(Stored entries)
'''
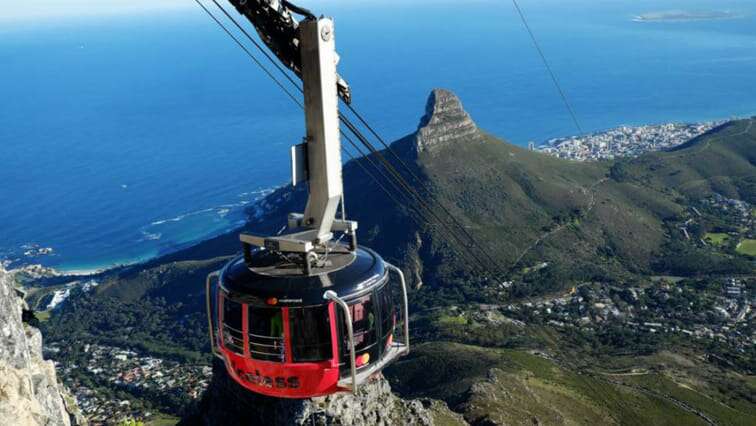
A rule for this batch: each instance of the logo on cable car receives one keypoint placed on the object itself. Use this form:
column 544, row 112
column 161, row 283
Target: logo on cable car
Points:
column 270, row 382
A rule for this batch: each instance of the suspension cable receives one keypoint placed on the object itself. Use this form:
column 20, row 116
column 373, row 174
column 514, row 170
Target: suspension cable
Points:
column 387, row 165
column 548, row 67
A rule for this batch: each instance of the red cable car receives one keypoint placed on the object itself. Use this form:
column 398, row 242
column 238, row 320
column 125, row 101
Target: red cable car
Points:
column 286, row 334
column 300, row 315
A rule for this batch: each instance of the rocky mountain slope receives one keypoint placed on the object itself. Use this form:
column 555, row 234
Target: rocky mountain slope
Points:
column 29, row 390
column 226, row 403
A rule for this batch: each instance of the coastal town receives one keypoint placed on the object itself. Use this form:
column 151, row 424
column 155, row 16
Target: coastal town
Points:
column 110, row 384
column 720, row 310
column 624, row 141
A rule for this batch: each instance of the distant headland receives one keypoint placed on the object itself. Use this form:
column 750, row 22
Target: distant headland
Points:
column 682, row 15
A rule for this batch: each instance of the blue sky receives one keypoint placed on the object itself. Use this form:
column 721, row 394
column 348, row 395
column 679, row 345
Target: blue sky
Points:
column 38, row 10
column 52, row 9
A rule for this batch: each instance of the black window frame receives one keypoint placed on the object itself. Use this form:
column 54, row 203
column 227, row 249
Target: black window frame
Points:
column 233, row 338
column 322, row 348
column 265, row 347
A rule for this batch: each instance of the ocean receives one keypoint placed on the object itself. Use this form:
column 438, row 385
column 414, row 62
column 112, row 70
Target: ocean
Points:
column 126, row 137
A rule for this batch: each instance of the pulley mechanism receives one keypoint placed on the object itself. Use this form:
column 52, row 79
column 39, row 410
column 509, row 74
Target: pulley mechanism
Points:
column 308, row 48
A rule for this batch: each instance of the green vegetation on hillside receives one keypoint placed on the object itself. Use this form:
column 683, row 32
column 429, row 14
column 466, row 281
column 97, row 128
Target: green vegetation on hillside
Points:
column 747, row 247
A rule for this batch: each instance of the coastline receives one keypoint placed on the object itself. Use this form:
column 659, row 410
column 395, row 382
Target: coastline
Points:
column 83, row 270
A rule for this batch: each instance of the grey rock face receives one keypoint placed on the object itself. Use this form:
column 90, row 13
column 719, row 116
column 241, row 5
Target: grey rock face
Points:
column 445, row 122
column 29, row 390
column 227, row 403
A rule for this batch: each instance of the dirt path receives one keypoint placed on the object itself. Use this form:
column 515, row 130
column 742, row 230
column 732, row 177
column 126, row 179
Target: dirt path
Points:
column 591, row 204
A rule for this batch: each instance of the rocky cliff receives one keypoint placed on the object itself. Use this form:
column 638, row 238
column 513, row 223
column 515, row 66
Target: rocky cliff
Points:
column 227, row 403
column 445, row 122
column 29, row 391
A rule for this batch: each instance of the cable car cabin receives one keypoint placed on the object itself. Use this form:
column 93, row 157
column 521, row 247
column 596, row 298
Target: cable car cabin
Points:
column 287, row 334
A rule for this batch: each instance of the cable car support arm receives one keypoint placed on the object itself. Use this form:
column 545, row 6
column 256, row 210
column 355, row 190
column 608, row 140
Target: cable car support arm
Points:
column 308, row 49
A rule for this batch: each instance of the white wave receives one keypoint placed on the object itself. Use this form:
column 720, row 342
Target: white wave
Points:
column 151, row 236
column 89, row 285
column 59, row 297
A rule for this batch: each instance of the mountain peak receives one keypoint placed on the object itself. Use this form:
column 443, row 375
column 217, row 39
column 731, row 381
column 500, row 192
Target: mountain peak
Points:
column 445, row 122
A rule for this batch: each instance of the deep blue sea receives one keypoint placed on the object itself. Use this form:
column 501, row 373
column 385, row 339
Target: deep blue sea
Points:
column 123, row 137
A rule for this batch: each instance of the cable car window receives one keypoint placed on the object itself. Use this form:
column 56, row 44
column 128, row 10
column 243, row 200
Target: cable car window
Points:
column 364, row 325
column 388, row 312
column 266, row 335
column 310, row 334
column 233, row 337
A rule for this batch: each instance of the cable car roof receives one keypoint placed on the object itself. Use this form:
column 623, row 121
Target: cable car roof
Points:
column 260, row 284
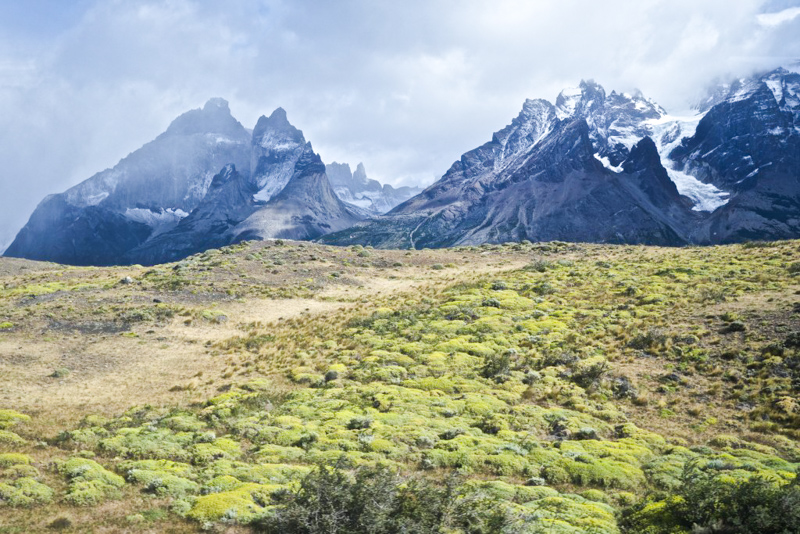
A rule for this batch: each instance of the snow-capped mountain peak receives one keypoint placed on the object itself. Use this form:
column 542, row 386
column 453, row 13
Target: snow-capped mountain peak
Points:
column 277, row 146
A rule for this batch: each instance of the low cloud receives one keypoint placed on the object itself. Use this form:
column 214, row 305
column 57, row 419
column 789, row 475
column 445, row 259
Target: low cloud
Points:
column 405, row 87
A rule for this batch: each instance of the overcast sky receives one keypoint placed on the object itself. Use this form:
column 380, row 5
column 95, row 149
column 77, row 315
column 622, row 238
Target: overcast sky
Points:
column 404, row 86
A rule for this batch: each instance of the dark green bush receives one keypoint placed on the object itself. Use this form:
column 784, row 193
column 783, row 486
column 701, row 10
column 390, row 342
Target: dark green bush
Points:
column 375, row 500
column 709, row 501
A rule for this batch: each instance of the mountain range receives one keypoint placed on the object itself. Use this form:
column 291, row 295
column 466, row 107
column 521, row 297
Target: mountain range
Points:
column 591, row 166
column 617, row 168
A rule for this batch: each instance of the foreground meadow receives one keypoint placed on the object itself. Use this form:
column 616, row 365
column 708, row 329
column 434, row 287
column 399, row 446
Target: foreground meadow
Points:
column 291, row 387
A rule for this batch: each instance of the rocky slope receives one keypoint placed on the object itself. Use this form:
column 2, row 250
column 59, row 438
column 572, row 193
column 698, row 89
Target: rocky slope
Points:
column 170, row 199
column 357, row 189
column 616, row 168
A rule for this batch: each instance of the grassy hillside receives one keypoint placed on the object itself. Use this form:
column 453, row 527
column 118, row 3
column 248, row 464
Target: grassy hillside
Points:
column 293, row 387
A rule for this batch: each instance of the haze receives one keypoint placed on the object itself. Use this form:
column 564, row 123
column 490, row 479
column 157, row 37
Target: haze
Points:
column 405, row 87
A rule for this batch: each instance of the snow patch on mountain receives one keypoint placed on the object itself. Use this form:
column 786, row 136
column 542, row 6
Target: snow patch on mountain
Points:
column 667, row 133
column 160, row 221
column 567, row 102
column 607, row 164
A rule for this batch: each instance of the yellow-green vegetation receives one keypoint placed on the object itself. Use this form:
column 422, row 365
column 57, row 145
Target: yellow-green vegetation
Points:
column 563, row 388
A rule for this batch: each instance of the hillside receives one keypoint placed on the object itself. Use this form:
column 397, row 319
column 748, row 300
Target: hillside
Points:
column 526, row 387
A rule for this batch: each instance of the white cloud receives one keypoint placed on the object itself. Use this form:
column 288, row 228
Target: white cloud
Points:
column 778, row 18
column 405, row 87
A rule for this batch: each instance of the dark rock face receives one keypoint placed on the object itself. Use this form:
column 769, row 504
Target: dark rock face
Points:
column 593, row 167
column 749, row 144
column 229, row 201
column 587, row 169
column 169, row 199
column 540, row 178
column 357, row 189
column 306, row 208
column 148, row 192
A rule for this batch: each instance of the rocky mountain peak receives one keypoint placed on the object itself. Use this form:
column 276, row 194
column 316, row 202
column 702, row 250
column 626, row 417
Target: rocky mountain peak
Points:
column 215, row 104
column 360, row 174
column 224, row 176
column 276, row 131
column 213, row 118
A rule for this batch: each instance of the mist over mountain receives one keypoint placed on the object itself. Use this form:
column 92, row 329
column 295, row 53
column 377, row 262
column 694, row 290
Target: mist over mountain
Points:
column 357, row 189
column 187, row 191
column 617, row 168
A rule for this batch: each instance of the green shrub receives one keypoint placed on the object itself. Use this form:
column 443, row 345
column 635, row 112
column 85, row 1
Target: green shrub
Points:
column 89, row 482
column 24, row 491
column 9, row 418
column 710, row 500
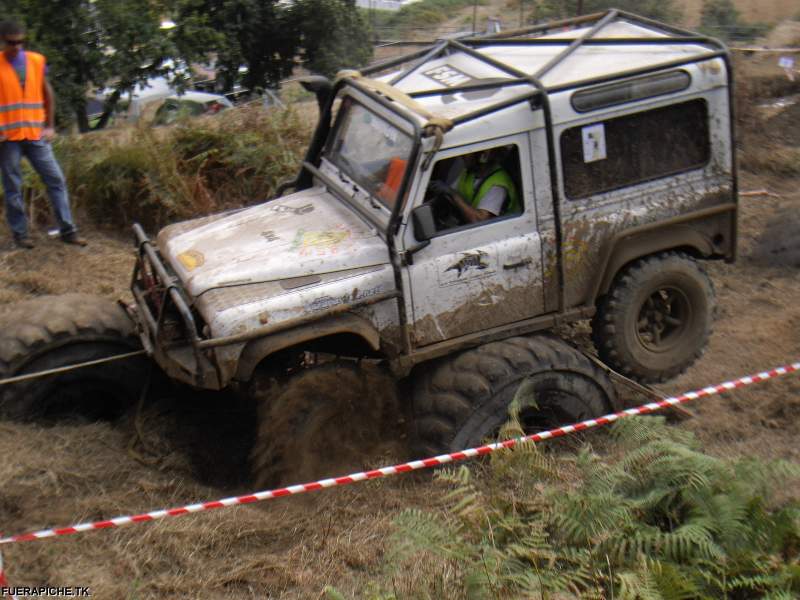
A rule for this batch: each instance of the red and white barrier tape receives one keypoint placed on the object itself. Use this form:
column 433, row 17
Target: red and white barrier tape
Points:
column 405, row 467
column 4, row 581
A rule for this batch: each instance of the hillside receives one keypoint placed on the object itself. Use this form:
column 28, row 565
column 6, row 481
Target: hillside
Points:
column 183, row 446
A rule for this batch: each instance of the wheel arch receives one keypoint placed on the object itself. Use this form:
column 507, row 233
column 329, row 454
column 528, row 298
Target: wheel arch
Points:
column 356, row 333
column 681, row 238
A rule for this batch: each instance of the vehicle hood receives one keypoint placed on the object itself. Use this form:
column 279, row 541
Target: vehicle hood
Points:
column 308, row 233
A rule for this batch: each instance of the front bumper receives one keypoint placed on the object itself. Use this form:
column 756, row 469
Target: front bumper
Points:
column 165, row 322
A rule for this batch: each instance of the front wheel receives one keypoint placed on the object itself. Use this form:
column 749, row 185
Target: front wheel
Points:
column 656, row 319
column 59, row 331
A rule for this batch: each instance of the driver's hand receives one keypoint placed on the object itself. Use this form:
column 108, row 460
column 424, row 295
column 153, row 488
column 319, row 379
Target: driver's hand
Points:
column 440, row 187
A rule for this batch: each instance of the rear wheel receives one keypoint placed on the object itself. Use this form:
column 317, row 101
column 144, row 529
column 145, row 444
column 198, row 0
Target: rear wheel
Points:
column 57, row 331
column 461, row 401
column 656, row 318
column 321, row 421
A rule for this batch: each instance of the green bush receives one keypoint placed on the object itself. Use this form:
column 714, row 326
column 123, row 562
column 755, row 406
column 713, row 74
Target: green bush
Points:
column 424, row 15
column 721, row 19
column 656, row 519
column 160, row 175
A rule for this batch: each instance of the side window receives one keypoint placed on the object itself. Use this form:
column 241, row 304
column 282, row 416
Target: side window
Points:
column 476, row 187
column 635, row 148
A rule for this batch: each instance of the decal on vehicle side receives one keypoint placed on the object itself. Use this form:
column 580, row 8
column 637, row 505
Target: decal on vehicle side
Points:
column 466, row 266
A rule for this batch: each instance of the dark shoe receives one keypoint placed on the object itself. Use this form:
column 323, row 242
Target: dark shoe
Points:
column 75, row 239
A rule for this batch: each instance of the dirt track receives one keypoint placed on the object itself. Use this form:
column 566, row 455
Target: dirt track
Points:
column 197, row 450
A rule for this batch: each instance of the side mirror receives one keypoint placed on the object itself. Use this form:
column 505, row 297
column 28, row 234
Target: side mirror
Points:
column 422, row 220
column 321, row 86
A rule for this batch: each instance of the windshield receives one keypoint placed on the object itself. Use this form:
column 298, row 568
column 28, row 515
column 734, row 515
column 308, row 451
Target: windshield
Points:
column 371, row 151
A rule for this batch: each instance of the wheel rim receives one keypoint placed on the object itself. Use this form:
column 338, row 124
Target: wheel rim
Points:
column 663, row 319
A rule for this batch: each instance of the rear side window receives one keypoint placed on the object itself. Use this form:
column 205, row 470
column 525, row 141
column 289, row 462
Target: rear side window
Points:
column 628, row 91
column 635, row 148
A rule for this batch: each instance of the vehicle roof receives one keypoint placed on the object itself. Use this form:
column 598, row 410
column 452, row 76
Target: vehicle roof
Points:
column 602, row 54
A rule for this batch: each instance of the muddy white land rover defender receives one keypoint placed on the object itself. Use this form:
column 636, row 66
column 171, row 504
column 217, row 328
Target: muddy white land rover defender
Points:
column 453, row 206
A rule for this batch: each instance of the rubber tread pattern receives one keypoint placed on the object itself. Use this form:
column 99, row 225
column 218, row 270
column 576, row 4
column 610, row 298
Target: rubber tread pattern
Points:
column 47, row 328
column 605, row 325
column 458, row 399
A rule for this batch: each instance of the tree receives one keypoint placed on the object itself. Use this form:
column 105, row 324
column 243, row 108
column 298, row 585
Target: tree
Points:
column 257, row 34
column 722, row 19
column 334, row 35
column 97, row 44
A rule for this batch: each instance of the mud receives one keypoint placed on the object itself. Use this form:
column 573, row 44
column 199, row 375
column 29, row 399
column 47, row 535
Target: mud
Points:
column 337, row 417
column 195, row 447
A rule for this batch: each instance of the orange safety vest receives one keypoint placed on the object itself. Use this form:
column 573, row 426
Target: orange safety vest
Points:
column 22, row 114
column 394, row 177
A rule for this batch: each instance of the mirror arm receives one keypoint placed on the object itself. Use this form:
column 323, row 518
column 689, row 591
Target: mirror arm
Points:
column 408, row 254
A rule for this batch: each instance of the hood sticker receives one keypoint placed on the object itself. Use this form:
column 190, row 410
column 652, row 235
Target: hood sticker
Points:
column 191, row 259
column 322, row 243
column 449, row 76
column 295, row 210
column 326, row 302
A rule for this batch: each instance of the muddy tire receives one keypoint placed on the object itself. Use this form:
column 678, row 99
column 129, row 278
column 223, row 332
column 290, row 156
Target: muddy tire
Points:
column 323, row 421
column 55, row 331
column 656, row 319
column 461, row 401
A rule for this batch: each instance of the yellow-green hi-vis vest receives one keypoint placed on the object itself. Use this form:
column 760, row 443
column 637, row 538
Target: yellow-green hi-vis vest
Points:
column 500, row 178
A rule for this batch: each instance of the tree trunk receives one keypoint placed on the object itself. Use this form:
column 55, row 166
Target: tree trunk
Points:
column 108, row 109
column 82, row 117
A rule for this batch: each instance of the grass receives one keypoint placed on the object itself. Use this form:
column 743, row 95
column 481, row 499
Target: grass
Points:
column 160, row 175
column 650, row 517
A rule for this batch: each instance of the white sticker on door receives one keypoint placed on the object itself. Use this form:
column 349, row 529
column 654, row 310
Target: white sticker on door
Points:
column 594, row 142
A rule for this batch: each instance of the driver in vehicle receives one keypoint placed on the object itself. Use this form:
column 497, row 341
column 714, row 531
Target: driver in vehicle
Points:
column 478, row 187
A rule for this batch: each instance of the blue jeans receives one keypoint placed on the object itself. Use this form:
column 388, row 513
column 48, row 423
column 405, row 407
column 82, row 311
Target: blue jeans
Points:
column 41, row 157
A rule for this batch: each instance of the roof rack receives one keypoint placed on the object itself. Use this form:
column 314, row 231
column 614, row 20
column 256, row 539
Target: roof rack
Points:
column 597, row 21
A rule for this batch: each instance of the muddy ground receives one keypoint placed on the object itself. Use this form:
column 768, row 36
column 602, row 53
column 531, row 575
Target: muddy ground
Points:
column 186, row 447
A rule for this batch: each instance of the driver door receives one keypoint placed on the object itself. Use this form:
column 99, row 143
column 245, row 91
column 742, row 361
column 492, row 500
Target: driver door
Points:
column 475, row 277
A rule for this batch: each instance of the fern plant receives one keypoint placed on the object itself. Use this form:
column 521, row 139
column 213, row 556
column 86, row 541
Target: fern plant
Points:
column 654, row 518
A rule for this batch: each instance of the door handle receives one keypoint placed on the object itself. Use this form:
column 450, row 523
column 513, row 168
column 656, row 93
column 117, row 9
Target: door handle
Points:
column 525, row 262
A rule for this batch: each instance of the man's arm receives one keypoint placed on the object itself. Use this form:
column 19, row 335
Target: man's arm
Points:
column 472, row 215
column 49, row 131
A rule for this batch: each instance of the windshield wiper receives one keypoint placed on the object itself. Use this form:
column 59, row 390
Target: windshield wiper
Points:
column 352, row 169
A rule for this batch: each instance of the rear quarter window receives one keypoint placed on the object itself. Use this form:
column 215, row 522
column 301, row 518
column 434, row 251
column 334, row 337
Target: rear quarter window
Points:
column 623, row 151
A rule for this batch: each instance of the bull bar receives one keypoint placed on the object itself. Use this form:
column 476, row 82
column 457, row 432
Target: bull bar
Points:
column 165, row 293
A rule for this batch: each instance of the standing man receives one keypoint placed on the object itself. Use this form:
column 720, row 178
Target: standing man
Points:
column 27, row 119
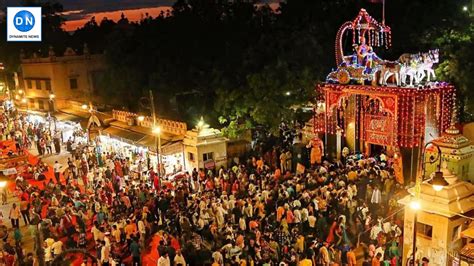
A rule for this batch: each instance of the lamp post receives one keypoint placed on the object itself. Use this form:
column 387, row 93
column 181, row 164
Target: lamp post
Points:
column 415, row 206
column 438, row 182
column 157, row 133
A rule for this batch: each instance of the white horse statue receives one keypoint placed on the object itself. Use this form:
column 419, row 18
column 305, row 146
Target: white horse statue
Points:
column 428, row 60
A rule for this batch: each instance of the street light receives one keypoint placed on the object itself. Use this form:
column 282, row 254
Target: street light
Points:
column 157, row 132
column 438, row 182
column 415, row 206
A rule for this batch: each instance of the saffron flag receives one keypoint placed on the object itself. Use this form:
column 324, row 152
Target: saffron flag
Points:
column 398, row 168
column 300, row 168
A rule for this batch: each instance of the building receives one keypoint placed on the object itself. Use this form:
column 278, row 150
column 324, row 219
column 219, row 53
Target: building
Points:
column 180, row 149
column 442, row 216
column 51, row 83
column 457, row 151
column 205, row 148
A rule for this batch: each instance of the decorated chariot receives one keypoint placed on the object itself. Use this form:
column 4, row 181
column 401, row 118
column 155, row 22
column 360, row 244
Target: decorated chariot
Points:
column 364, row 66
column 371, row 105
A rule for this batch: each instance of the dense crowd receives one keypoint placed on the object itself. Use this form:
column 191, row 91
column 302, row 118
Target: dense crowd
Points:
column 255, row 213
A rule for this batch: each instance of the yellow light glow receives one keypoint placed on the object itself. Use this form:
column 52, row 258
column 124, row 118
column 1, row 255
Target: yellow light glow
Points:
column 201, row 123
column 415, row 205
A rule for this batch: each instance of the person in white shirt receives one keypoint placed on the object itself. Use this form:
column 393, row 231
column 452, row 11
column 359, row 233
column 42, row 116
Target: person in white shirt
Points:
column 57, row 248
column 142, row 231
column 179, row 259
column 164, row 260
column 57, row 171
column 105, row 254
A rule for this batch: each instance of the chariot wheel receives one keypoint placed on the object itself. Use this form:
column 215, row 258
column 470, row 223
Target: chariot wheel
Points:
column 343, row 77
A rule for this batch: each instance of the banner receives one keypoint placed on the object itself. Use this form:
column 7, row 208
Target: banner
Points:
column 300, row 168
column 379, row 130
column 9, row 171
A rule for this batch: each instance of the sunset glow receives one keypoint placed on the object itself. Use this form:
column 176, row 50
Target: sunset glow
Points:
column 131, row 15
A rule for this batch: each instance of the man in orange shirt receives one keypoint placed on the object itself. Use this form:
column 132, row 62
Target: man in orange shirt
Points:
column 351, row 258
column 130, row 229
column 376, row 260
column 280, row 212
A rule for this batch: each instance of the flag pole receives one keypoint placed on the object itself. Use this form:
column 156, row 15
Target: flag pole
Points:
column 383, row 12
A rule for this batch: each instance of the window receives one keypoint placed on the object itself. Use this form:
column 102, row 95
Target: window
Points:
column 40, row 105
column 48, row 84
column 424, row 229
column 73, row 84
column 191, row 156
column 207, row 156
column 456, row 233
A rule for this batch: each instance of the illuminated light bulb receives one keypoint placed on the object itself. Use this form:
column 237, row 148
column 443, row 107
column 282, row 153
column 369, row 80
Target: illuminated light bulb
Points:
column 415, row 205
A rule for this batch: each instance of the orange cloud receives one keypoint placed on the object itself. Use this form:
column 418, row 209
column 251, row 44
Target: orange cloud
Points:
column 131, row 14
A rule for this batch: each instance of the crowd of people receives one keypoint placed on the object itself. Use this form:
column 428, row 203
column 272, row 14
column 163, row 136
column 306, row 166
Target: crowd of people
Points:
column 255, row 213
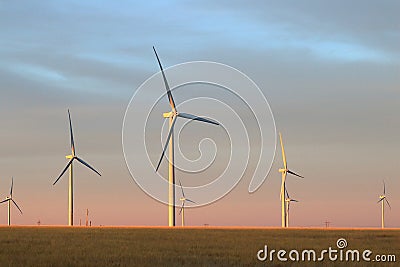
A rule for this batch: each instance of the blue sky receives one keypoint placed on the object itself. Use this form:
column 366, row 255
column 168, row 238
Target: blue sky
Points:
column 329, row 70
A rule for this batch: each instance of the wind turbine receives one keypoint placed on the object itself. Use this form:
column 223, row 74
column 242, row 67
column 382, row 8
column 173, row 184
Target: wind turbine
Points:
column 172, row 115
column 9, row 199
column 288, row 200
column 382, row 198
column 284, row 172
column 71, row 158
column 184, row 199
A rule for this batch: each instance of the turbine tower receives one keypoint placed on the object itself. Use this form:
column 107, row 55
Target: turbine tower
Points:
column 382, row 198
column 172, row 115
column 10, row 199
column 183, row 199
column 288, row 200
column 71, row 159
column 284, row 172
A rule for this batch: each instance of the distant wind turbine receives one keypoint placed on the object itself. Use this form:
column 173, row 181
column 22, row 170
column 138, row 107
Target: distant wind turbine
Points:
column 172, row 115
column 10, row 199
column 288, row 200
column 284, row 172
column 382, row 198
column 71, row 158
column 183, row 199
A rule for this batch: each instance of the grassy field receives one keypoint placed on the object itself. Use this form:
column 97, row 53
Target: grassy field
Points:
column 103, row 246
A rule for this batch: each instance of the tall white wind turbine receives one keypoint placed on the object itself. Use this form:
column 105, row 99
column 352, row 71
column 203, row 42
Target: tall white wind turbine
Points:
column 172, row 115
column 288, row 200
column 10, row 199
column 382, row 198
column 284, row 172
column 183, row 199
column 71, row 159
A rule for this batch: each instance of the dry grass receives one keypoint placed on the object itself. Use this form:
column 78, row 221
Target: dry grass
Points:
column 161, row 246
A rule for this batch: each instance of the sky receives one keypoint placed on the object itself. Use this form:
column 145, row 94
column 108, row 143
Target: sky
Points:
column 329, row 70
'''
**What is needed**:
Copy out the rows above word for word, from the line containing "A rule for this batch: each instance of the decal" through the line containing "column 197, row 450", with both of those lines included.

**Result for this task**:
A rule for this batch: each instance of the decal on vehicle side receives one keypoint placed on the object itself. Use this form:
column 580, row 8
column 637, row 505
Target: decal on vehicle side
Points:
column 466, row 266
A rule for this batch: each instance of the dark shoe receives one keypoint placed on the object itself. Use this form:
column 323, row 242
Target: dark shoe
Points:
column 75, row 239
A rule for this batch: each instance of the dirt track receives one keypoint placed on the object itself. Use this form:
column 566, row 455
Target: dirt track
Points:
column 197, row 450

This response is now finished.